Beware of accidental convergence

Information technology (IT) and operational technology (OT) teams must find common ground to eliminate the substantial risk factors of both planned and accidental IT/OT convergence.

By Michael Rothschild December 17, 2021
Courtesy: Tenable

Modern industrial and critical infrastructure organizations rely on the operational technology (OT) environment to produce their goods and services. Beyond traditional information technology (IT) operations that use servers, routers, PCs and switches, these organizations also rely on OT, such as programmable logic controllers (PLCs), distributed control systems (DCSs) and human-machine interfaces (HMIs) to run physical plants and factories. While OT devices have been in commercial use for more than 50 years, a complete transformation has occurred, changing the way people operate, interact with and secure the OT environment.


Many organizations have opted to converge their IT and OT environments, which can yield many benefits, but these decisions are not without risk. Convergence can produce new attack vectors and attack surfaces, resulting in breaches that start on one side of the converged infrastructure and laterally creep from IT to OT and vice versa.

+++

__Job 1__.
Write out the article's passage from "By Michael Rothschild" up to and including "the OT environment.", word for word.
The article has no connection to the records that come after it.

__Material__.
+++

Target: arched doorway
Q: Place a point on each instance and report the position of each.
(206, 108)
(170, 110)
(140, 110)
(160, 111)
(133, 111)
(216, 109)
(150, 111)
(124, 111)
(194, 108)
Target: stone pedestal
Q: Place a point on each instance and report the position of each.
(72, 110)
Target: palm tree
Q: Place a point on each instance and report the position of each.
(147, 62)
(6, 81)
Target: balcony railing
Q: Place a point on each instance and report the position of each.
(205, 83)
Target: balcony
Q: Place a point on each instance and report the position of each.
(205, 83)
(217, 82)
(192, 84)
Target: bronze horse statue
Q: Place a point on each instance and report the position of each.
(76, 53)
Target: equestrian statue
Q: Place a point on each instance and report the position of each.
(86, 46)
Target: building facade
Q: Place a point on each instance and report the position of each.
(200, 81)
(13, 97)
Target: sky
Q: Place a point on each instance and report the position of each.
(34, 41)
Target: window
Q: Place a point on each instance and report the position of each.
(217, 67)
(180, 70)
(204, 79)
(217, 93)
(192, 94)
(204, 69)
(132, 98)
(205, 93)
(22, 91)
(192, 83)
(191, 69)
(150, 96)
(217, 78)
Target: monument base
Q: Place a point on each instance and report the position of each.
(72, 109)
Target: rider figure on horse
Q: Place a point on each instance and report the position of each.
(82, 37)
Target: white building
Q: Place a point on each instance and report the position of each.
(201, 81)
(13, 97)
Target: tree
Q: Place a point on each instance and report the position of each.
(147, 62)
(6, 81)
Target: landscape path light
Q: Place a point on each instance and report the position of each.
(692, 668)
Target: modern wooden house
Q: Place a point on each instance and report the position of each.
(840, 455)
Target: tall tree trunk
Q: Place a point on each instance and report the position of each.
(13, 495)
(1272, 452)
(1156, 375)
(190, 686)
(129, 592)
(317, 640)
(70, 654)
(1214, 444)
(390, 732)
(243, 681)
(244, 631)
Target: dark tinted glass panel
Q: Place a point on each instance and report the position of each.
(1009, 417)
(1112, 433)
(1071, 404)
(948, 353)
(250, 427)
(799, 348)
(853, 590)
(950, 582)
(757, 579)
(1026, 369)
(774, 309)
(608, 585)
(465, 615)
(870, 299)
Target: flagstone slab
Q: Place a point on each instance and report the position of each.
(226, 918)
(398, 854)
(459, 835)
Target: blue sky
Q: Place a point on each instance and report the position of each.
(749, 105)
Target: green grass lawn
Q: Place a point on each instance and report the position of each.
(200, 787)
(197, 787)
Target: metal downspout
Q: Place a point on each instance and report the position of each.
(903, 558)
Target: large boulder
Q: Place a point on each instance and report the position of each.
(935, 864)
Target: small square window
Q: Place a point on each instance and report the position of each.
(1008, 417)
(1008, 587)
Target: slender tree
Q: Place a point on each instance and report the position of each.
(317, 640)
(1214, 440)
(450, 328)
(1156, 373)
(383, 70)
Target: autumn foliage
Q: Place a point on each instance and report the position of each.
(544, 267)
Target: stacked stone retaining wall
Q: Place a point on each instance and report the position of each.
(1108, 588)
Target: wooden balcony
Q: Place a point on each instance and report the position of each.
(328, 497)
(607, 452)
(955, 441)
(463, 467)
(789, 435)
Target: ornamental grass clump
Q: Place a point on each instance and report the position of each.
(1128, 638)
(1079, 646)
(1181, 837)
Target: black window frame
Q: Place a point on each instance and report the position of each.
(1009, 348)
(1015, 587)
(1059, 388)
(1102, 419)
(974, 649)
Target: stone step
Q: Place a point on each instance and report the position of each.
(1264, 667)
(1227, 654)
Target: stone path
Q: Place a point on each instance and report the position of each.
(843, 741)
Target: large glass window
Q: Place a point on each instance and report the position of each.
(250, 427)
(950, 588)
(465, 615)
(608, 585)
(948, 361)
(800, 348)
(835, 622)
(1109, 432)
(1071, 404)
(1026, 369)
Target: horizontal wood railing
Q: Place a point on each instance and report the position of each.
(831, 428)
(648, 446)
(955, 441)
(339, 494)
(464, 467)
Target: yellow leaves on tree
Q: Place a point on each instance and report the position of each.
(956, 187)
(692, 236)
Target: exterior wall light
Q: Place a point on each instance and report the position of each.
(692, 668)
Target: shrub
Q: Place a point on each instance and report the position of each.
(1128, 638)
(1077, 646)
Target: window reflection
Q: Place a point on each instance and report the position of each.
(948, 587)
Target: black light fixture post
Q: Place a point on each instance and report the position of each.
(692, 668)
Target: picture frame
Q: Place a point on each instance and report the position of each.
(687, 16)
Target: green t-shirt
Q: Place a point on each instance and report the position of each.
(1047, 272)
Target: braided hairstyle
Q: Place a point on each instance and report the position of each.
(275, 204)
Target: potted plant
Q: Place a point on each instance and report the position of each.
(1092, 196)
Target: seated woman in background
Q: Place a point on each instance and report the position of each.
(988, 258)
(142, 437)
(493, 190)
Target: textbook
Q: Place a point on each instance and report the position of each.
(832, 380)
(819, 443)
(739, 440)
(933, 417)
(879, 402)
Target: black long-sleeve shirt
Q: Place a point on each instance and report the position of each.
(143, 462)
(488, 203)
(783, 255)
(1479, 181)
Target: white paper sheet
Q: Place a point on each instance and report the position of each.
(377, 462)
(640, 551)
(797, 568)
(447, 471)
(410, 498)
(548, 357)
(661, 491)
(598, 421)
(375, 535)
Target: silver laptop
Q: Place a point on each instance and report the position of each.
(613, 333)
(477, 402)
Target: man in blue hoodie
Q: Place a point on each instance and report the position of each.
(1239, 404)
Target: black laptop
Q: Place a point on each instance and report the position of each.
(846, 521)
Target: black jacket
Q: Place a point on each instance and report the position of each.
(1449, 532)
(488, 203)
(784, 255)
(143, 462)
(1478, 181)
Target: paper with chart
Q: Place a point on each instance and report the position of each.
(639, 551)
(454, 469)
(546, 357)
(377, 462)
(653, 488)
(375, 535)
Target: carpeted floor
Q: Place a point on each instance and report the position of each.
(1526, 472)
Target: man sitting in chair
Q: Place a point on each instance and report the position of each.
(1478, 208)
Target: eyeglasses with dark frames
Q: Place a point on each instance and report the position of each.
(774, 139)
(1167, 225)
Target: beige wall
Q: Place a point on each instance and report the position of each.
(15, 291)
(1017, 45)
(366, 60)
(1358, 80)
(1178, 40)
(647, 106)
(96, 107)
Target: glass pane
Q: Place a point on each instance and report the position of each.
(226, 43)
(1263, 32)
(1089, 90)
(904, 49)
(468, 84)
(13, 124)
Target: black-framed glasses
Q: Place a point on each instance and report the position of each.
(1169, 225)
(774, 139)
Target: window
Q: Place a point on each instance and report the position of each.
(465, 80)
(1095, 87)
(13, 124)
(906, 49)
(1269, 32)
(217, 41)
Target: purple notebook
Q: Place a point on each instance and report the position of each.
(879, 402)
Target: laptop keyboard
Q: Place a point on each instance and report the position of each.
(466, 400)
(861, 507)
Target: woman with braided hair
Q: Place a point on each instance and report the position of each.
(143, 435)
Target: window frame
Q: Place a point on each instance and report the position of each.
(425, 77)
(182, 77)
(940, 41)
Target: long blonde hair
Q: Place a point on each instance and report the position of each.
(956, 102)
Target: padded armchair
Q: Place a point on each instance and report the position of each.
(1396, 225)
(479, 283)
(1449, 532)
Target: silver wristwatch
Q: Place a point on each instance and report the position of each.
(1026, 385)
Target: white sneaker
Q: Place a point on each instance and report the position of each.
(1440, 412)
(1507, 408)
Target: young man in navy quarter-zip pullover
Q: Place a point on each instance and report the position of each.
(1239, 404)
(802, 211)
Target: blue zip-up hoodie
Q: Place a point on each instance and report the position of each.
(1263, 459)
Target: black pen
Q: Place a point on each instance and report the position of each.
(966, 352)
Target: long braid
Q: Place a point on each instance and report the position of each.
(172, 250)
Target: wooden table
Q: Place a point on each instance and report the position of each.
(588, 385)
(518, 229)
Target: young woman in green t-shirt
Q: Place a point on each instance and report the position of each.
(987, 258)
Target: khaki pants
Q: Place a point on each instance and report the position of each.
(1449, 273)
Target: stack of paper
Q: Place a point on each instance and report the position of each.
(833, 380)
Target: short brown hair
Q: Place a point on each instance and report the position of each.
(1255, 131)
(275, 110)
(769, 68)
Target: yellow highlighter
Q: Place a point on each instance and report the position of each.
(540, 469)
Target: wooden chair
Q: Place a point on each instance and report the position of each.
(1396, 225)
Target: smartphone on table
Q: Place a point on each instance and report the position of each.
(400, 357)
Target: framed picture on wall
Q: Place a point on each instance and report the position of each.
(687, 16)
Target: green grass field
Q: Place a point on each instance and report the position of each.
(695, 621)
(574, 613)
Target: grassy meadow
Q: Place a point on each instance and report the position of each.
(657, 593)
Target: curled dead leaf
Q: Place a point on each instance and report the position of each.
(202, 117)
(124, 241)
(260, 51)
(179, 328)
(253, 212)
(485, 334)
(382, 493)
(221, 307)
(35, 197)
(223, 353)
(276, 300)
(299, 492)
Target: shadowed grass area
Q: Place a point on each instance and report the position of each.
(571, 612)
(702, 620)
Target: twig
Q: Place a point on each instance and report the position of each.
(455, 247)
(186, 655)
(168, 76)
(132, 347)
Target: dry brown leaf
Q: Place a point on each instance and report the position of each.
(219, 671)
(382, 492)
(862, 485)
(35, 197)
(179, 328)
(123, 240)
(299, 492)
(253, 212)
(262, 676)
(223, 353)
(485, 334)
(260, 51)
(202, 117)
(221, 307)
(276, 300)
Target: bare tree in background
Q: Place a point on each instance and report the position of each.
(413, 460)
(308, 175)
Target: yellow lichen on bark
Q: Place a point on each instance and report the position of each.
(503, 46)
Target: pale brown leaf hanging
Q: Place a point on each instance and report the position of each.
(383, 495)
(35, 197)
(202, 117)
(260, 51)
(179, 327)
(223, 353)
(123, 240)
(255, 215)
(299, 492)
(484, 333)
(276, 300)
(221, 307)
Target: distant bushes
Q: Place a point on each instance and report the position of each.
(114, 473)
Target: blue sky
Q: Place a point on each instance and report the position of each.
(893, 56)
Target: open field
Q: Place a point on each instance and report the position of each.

+++

__Job 2__.
Find each line of the records containing the string "white" with matching case, and copy those lines.

__Full output 1__.
By Michael Rothschild December 17, 2021
Courtesy: Tenable

Modern industrial and critical infrastructure organizations rely on the operational technology (OT) environment to produce their goods and services. Beyond traditional information technology (IT) operations that use servers, routers, PCs and switches, these organizations also rely on OT, such as programmable logic controllers (PLCs), distributed control systems (DCSs) and human-machine interfaces (HMIs) to run physical plants and factories. While OT devices have been in commercial use for more than 50 years, a complete transformation has occurred, changing the way people operate, interact with and secure the OT environment.

__Full output 2__.
Target: white building
Target: white paper sheet
Target: white sneaker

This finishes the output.